(CNN) -- An Indiana legislator has voiced regret for writing a letter stating the Girl Scouts of America "sexualizes" young girls, even as he stood by his criticisms of what he called a "radicalized organization."
In a statement distributed Thursday to media in Indiana, state Rep. Bob Morris said he "should not have painted the entire Girl Scouts organization with such a wide brush" in his previous letter.
"I realize now that my words were emotional, reactionary and inflammatory," he wrote, apologizing to Girl Scout members and leaders in Indiana who promote "leadership, community involvement and family values." "In hindsight, I should never have written the letter."
Updating an earlier statement, the national organization responded Friday to Morris by saying, "We agree that the letter was a mistake and that it's time to move on. On behalf of the millions of girls in Girl Scouting: apology accepted."
At the same time, the Republican lawmaker didn't back down from his criticism and said that he still opposes the nonbinding resolution celebrating the group's 100th anniversary.
Elaborating Friday on what he'd have done differently in retrospect, Morris told CNN Fort Wayne affiliate WANE, "I probably would have called each of my colleagues, one-by-one, to express what I found in the research that I did on the Girl Scouts of America."
Instead, Morris wrote a letter last Saturday to fellow members of the Republican caucus warning lawmakers not "to endorse a group that has been subverted in the name of liberal progressive politics and the destruction of traditional American family values."
He claimed the proposed resolution -- that all House members, except him, ultimately signed -- would "extend legitimacy to a radicalized organization." Furthermore, Morris added many parents were "abandoning the Girl Scouts because they promote homosexual lifestyles."

Work to complete:
1. Translate this sentence from the news article about the Girl Scouts letter into Spanish: "At the same time, the Republican lawmaker didn't back down from his criticism and said that he still opposes the nonbinding resolution celebrating the group's 100th anniversary."
2. In the news article about the Girl Scouts letter, to whom did Morris write his letter last Saturday?
3. Please resume the news article about the Girl Scouts letter from the point where it stops.

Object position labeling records
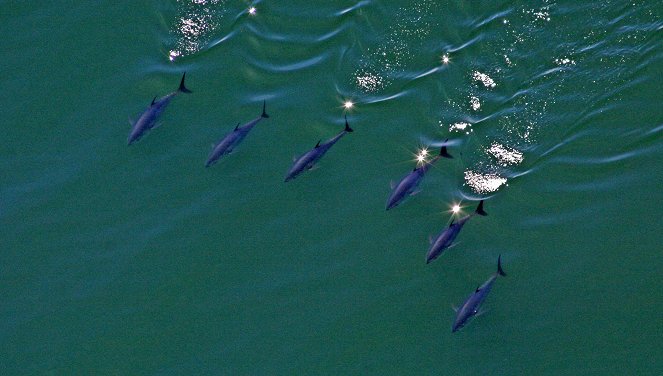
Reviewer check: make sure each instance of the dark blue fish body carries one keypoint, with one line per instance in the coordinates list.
(409, 183)
(446, 238)
(308, 159)
(234, 138)
(148, 119)
(471, 305)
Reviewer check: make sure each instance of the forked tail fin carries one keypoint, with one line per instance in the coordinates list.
(347, 126)
(443, 151)
(264, 114)
(183, 88)
(480, 210)
(499, 266)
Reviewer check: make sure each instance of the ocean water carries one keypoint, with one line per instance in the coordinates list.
(137, 259)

The answers:
1. Al mismo tiempo, el legislador republicano no se retractó de su crítica y dijo que sigue oponiéndose a la resolución no vinculante que celebra el centésimo aniversario del grupo.

2. To fellow members of the Republican caucus.

3.
In his more recent letter, and his interview with WANE, Morris did not back down from any of the specific claims that he'd made. In fact, he pointed to a 2004 interview in which, he asserted, the group's CEO told NBC's "Today" show that the Girl Scouts partners with Planned Parenthood for sex education.
In his Friday interview, Morris said that "for sure" he still considers the Girl Scouts a tactical arm of Planned Parenthood, as he'd written in his original letter. He also said that the Girl Scouts "really don't have a stance on anything and they really avoid the question."
Yet on its website, the Girl Scout of the USA states that it "does not have a relationship or partnership with Planned Parenthood."
In a statement issued after Morris' original letter, the Girl Scouts said, "If the freshman representative wishes to discredit the contributions that hundreds of thousands of Indiana women and girls have made through the Girl Scouts program over the last 100 years, then he's entitled to his opinion.
"Not only is Rep. Morris off the mark on his claims, it's also unfortunate in his limited research that he failed to discover that since 1917, every first lady has served as the honorary leader of Girl Scouts, including Nancy Reagan, Barbara Bush and Laura Bush."
Betty Cockrum, president and CEO of Planned Parenthood of Indiana, said she was disappointed in Morris' words, calling them "inflammatory, misleading, woefully inaccurate and harmful."
The controversy is the latest involving Planned Parenthood and its affiliates.
The Susan G. Komen for the Cure Foundation briefly cut funding for some Planned Parenthood projects, saying it decided it would no longer fund groups under federal investigation. Congress in September began investigating whether Planned Parenthood illegally used federal funds to provide abortions.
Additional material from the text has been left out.